▶ [TEXT PASSAGE]
-- Opening Marker --

It is also as of yet unclear how the latest recommendations made by the OECD will play out, especially given the current uncertainties in global trade. But if organizations are running any element of their enterprises as digital businesses, change is likely bound to come their way at some point in the future. As a result, it’s important for MNEs to be familiar with any far-reaching changes to government taxation when BEPS 2.0 is ratified and rolled out. Instead, they should already be incorporating these considerations into their tax forecasts.

Relax into change

Cooke noted that further accounting changes will also be introduced by IFRS 16/17, and meanwhile “nobody knows what the impact of Brexit, … , and the pandemic will have.” She went on to add that all of this makes long-term tax forecasts extremely difficult, and one possible response is to “relax into the uncertainty, get the right tools in place, and prepare to pivot and be flexible as change unfolds.”

-- Closing Marker --

▶ [PROBLEM STATEMENT] Reproduce the passage on OECD tax changes and tax forecasting in full, word for word.

▶ [SUPPLIED INFORMATION]
-- Opening Marker --

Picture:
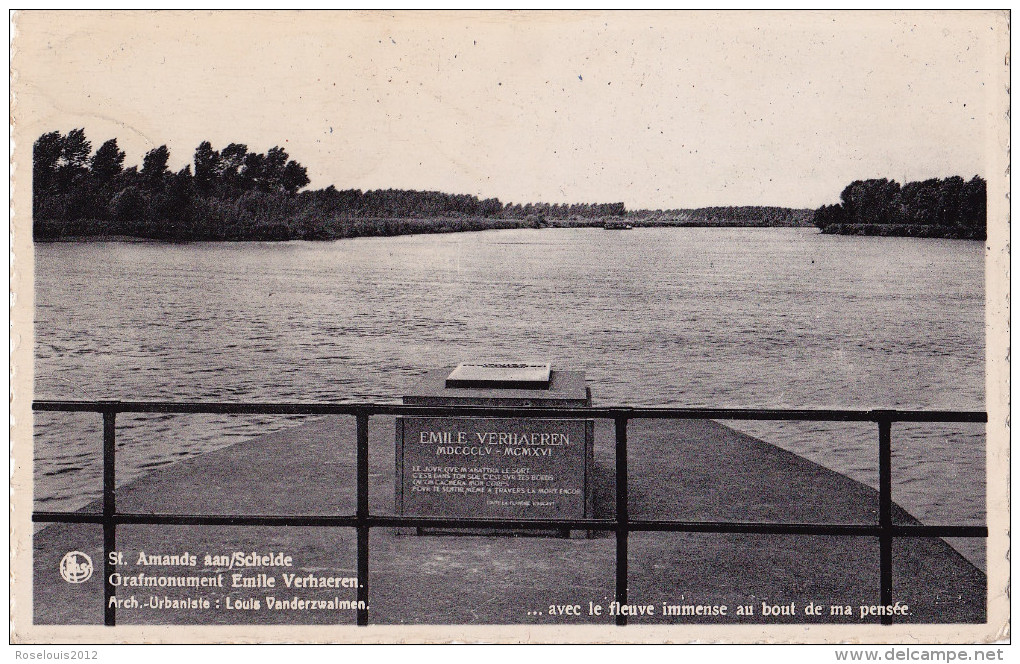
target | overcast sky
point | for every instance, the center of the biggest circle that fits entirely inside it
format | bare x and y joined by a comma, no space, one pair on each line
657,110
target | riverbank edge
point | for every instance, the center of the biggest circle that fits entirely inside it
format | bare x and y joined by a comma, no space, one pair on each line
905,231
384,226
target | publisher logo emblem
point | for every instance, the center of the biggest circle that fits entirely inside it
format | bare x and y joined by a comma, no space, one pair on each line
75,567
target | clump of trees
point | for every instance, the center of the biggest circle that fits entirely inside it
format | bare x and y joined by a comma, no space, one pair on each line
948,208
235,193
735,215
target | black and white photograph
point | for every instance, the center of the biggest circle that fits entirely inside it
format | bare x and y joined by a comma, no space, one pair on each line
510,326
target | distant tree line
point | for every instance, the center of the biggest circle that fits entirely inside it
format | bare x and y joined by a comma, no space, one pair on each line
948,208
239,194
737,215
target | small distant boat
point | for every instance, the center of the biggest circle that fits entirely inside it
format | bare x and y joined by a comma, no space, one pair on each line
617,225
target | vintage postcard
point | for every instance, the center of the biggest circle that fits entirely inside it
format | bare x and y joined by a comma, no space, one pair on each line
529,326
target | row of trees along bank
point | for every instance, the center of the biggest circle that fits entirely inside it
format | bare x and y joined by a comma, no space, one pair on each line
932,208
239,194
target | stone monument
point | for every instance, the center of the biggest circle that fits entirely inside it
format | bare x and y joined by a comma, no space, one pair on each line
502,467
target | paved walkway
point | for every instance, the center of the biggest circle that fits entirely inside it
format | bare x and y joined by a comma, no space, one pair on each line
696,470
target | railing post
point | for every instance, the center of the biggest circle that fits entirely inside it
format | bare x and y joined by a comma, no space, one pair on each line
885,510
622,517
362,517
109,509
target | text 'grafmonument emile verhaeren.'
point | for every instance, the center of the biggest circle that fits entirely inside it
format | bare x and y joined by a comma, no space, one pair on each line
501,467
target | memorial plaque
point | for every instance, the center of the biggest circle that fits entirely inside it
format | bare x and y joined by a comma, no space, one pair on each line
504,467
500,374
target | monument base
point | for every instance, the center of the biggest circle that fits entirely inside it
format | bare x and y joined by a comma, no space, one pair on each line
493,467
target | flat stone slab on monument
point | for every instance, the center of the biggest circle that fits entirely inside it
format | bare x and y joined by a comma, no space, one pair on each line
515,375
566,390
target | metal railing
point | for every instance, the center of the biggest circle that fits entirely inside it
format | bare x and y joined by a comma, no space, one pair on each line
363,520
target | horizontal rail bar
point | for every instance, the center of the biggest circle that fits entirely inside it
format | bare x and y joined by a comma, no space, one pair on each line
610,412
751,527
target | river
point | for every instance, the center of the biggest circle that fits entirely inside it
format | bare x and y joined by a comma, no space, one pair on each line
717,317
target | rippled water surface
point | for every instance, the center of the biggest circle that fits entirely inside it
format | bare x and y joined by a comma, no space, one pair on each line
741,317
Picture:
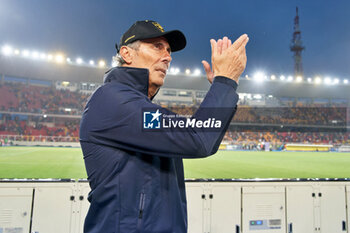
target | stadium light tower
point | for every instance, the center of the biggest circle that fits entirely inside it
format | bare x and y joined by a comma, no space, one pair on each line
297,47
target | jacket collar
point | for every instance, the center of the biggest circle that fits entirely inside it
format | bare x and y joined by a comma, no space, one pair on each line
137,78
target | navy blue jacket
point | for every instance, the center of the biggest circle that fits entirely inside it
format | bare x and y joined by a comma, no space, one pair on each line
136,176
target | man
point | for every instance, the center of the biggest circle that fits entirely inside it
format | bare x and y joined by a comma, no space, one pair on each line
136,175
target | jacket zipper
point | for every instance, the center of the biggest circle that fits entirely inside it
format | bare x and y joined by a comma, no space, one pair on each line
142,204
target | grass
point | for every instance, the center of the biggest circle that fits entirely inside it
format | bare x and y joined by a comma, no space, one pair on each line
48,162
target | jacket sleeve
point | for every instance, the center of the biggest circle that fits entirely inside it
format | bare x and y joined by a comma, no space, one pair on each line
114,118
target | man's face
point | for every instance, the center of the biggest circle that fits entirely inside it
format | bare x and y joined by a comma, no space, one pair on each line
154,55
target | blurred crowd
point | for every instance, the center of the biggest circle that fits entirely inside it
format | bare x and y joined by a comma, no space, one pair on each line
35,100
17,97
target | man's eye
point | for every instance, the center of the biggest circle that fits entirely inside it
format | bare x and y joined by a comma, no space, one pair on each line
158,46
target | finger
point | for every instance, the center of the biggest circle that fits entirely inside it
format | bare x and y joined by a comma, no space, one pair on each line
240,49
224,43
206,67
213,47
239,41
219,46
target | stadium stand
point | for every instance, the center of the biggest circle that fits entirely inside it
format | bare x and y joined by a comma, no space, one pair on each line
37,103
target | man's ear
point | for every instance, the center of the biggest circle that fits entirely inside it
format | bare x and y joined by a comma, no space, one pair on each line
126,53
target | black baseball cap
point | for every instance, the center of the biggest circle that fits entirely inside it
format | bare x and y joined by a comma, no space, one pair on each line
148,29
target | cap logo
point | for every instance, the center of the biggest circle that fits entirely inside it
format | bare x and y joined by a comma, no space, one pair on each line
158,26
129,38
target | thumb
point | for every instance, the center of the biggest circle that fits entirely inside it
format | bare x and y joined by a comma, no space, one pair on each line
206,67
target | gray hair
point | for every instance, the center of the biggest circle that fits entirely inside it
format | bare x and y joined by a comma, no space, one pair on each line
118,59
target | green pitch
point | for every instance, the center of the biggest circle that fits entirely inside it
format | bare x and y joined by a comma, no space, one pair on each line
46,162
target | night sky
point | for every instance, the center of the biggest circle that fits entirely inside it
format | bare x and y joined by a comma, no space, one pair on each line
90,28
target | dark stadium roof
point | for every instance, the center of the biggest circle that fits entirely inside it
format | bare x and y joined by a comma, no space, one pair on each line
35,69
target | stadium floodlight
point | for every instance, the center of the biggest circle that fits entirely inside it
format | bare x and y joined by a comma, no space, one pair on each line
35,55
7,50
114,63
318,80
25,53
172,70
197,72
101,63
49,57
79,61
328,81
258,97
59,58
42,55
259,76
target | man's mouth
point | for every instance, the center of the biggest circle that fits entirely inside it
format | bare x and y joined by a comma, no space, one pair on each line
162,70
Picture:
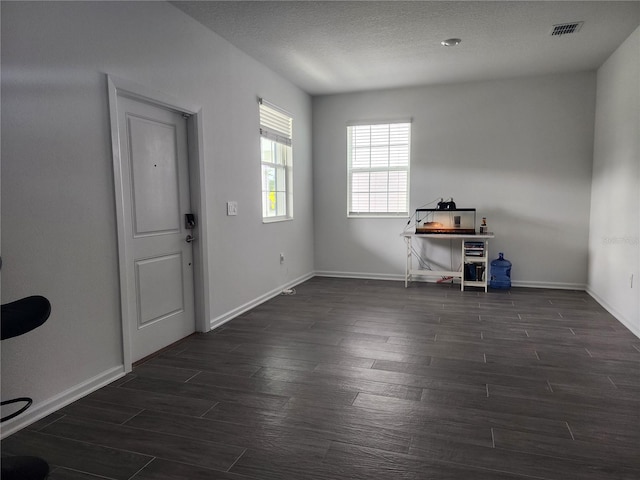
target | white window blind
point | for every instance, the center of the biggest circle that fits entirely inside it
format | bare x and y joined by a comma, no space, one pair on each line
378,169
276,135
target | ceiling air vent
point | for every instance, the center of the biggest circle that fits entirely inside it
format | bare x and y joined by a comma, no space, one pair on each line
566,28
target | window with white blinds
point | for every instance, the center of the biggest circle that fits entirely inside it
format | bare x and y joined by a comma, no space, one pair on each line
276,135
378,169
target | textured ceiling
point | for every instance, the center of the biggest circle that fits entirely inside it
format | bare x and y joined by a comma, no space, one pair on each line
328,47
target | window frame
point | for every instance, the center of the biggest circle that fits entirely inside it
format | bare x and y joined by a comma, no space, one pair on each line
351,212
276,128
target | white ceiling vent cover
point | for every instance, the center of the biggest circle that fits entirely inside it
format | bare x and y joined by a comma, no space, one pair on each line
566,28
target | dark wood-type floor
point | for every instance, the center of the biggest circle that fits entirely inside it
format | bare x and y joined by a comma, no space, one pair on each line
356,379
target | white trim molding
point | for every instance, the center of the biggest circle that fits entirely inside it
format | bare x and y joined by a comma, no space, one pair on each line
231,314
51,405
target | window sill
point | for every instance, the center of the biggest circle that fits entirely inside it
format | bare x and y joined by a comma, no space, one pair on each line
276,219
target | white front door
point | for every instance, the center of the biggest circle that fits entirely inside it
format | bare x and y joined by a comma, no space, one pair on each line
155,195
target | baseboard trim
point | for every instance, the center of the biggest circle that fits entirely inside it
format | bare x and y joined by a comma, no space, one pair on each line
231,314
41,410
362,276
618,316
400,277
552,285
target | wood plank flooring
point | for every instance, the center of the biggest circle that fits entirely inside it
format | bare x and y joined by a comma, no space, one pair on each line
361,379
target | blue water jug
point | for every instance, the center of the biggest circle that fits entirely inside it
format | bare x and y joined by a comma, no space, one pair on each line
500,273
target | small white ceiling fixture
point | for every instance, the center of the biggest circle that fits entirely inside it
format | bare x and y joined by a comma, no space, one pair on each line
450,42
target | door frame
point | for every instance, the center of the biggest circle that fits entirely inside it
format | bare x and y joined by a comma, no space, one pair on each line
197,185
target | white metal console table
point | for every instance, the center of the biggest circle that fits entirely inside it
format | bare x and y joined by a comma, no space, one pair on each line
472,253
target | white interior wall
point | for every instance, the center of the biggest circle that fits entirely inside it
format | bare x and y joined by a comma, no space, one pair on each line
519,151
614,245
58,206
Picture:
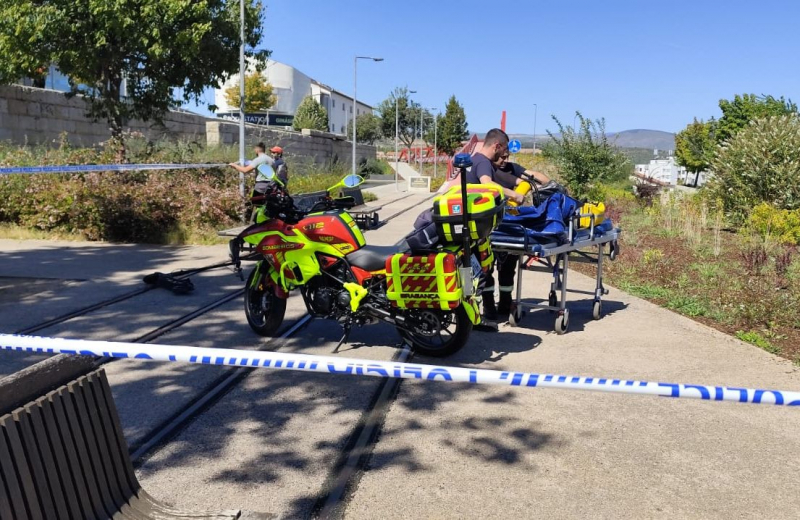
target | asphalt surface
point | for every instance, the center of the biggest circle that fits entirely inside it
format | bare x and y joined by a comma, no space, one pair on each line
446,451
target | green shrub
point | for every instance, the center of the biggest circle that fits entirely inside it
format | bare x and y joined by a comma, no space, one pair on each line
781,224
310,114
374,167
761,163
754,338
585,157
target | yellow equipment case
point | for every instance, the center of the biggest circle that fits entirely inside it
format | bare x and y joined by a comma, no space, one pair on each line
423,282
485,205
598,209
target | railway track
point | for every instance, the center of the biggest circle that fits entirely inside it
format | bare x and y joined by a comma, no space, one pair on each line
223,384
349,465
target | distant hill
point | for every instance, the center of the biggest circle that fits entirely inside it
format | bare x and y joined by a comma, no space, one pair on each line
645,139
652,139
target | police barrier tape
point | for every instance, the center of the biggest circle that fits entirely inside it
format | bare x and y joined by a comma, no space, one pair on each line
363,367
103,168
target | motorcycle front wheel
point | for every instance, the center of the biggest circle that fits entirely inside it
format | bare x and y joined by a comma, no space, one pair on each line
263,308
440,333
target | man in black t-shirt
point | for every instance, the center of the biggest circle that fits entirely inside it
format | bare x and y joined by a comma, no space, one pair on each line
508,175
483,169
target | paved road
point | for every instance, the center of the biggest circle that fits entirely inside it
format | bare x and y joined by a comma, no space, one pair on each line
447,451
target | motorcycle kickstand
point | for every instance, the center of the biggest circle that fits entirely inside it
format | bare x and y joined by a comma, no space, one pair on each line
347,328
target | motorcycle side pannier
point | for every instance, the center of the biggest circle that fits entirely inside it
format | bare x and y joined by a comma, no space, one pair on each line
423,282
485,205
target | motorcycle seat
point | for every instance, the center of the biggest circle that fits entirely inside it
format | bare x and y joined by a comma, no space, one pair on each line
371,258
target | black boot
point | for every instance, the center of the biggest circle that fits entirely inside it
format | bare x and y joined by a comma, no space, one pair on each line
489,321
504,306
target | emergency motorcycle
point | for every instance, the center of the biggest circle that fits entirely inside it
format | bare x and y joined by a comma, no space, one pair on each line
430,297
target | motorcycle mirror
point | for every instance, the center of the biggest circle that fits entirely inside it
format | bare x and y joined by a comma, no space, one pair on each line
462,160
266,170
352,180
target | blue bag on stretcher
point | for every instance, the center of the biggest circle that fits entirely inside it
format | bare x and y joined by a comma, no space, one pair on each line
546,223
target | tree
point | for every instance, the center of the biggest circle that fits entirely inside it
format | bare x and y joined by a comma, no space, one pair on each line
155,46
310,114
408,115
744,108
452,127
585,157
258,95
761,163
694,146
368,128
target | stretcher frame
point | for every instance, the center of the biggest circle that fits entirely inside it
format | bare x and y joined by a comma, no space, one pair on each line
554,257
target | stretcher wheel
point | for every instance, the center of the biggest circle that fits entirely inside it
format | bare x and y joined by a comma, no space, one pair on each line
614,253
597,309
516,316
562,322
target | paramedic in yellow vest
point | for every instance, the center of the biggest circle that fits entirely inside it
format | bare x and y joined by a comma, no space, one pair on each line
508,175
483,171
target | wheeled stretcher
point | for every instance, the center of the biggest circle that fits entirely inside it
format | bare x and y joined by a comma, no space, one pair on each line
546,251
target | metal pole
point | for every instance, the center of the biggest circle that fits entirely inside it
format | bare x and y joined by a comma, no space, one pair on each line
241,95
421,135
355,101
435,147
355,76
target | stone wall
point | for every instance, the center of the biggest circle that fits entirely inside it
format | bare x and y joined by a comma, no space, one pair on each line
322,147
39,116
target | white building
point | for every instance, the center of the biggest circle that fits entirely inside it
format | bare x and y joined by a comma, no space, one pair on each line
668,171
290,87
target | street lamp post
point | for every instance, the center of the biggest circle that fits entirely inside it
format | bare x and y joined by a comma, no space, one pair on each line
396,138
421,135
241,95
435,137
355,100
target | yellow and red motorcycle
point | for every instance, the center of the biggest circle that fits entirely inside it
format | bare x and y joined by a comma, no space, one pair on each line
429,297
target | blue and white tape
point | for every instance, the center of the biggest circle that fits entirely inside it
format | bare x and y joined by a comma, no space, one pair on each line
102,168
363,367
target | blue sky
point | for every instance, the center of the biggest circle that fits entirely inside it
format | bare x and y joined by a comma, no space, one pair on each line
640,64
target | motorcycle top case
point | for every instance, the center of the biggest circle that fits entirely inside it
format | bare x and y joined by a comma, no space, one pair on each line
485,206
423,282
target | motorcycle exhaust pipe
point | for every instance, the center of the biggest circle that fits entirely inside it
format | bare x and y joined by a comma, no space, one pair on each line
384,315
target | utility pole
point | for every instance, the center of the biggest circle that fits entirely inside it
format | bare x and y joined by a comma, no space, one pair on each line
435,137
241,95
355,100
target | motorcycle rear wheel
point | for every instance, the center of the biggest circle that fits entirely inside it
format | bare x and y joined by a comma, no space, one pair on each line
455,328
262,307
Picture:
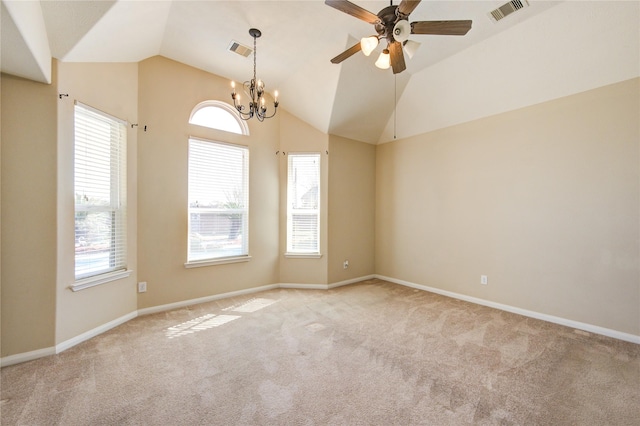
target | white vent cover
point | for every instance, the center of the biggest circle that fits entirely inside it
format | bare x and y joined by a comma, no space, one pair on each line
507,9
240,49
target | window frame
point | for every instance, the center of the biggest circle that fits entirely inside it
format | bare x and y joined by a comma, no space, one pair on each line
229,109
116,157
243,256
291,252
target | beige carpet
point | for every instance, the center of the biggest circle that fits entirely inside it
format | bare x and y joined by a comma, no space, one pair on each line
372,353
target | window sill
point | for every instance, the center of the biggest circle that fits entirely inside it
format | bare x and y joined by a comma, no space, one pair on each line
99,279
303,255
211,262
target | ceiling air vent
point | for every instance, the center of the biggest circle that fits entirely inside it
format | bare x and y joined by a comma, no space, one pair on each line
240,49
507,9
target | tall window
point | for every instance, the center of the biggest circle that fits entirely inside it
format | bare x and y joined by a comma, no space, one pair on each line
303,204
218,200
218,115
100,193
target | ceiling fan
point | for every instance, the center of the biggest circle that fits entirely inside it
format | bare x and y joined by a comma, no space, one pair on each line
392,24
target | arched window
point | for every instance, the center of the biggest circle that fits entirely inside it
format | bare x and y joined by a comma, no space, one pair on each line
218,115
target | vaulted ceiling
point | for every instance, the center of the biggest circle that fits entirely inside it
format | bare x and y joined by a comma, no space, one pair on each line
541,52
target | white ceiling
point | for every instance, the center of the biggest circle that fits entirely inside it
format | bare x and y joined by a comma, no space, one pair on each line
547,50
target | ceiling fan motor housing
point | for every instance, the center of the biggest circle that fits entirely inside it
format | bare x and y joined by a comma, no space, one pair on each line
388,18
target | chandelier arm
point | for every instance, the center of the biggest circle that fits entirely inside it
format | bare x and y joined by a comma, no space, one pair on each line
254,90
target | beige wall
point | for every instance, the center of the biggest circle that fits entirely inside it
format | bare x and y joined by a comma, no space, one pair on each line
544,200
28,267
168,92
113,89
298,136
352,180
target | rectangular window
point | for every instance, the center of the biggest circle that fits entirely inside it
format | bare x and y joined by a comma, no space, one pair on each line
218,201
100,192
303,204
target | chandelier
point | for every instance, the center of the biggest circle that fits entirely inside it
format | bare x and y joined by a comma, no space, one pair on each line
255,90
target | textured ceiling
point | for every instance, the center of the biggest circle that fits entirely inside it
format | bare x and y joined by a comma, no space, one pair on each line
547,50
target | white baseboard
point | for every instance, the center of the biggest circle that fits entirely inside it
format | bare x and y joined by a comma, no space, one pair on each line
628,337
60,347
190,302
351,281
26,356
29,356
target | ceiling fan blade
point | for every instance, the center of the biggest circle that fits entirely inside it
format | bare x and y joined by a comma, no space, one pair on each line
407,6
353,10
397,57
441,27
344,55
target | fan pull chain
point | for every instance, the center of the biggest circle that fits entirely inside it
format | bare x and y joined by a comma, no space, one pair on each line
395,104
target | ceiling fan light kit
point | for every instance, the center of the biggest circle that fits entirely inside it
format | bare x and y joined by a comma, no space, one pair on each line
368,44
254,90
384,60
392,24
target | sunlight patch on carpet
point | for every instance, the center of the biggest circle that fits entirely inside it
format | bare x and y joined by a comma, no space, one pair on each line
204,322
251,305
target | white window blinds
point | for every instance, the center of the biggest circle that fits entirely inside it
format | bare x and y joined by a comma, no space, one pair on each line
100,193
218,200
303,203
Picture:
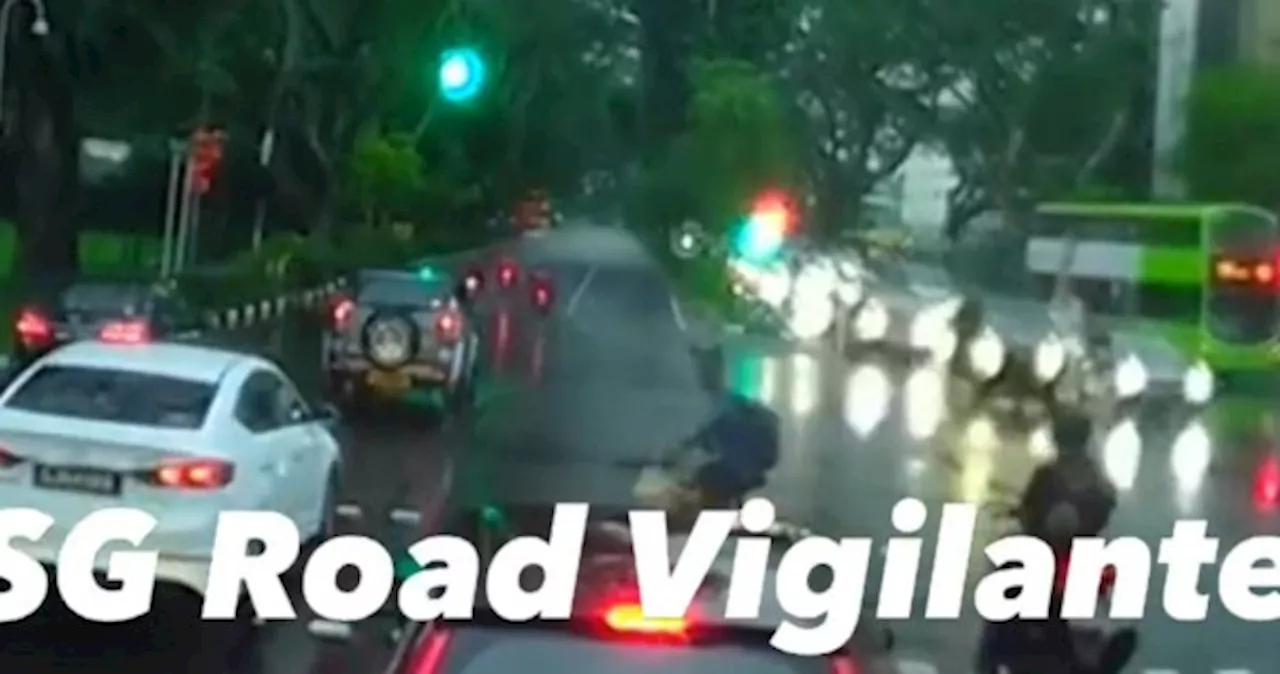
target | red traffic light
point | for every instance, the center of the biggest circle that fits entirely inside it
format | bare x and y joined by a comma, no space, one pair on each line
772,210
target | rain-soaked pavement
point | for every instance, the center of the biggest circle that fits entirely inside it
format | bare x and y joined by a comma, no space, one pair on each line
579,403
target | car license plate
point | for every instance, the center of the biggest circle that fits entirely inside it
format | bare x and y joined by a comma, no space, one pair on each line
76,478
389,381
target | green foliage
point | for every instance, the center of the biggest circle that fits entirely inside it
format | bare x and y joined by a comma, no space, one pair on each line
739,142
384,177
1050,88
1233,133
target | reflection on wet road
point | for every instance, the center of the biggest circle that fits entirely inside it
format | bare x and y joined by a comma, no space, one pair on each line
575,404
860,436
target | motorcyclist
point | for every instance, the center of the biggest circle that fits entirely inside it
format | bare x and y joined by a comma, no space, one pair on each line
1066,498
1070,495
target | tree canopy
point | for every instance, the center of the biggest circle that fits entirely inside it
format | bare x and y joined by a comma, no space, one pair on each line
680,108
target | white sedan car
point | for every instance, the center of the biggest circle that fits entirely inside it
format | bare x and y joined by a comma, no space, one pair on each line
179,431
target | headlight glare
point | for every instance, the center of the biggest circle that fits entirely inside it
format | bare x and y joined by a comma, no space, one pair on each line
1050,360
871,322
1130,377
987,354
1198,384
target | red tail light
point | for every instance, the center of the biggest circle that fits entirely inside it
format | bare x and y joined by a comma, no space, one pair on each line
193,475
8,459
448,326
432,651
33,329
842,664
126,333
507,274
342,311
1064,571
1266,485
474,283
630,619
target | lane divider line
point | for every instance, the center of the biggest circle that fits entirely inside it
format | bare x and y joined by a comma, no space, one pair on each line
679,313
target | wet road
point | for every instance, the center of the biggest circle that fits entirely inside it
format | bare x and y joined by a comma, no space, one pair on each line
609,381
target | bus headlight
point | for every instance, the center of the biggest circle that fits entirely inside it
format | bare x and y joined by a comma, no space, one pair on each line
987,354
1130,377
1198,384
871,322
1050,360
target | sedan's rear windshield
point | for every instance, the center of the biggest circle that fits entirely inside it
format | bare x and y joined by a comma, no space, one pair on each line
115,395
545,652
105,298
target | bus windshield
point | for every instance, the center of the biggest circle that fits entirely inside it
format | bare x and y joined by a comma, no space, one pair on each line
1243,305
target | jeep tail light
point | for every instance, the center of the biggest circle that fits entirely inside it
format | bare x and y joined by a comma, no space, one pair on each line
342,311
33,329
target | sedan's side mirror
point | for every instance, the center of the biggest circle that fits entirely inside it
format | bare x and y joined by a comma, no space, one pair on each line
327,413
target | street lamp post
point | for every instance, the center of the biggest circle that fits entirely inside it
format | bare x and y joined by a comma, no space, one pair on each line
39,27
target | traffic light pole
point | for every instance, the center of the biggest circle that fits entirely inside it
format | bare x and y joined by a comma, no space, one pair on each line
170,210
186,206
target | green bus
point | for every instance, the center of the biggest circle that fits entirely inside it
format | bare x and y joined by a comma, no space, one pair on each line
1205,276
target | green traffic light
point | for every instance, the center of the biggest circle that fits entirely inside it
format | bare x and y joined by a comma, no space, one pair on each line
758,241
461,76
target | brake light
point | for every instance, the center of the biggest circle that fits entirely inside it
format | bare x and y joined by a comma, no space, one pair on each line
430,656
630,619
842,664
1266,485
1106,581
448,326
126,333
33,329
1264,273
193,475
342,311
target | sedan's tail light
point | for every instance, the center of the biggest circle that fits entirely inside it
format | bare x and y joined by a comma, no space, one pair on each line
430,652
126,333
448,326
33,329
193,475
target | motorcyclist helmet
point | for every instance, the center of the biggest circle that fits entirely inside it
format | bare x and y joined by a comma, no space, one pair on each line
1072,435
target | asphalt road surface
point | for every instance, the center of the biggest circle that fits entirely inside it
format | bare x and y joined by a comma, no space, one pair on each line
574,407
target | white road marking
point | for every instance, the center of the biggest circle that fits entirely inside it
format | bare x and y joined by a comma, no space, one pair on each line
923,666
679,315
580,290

-- Closing Marker --

▶ [EXERCISE ANSWER]
It is also as of yet unclear how the latest recommendations made by the OECD will play out, especially given the current uncertainties in global trade. But if organizations are running any element of their enterprises as digital businesses, change is likely bound to come their way at some point in the future. As a result, it’s important for MNEs to be familiar with any far-reaching changes to government taxation when BEPS 2.0 is ratified and rolled out. Instead, they should already be incorporating these considerations into their tax forecasts.

Relax into change

Cooke noted that further accounting changes will also be introduced by IFRS 16/17, and meanwhile “nobody knows what the impact of Brexit, … , and the pandemic will have.” She went on to add that all of this makes long-term tax forecasts extremely difficult, and one possible response is to “relax into the uncertainty, get the right tools in place, and prepare to pivot and be flexible as change unfolds.”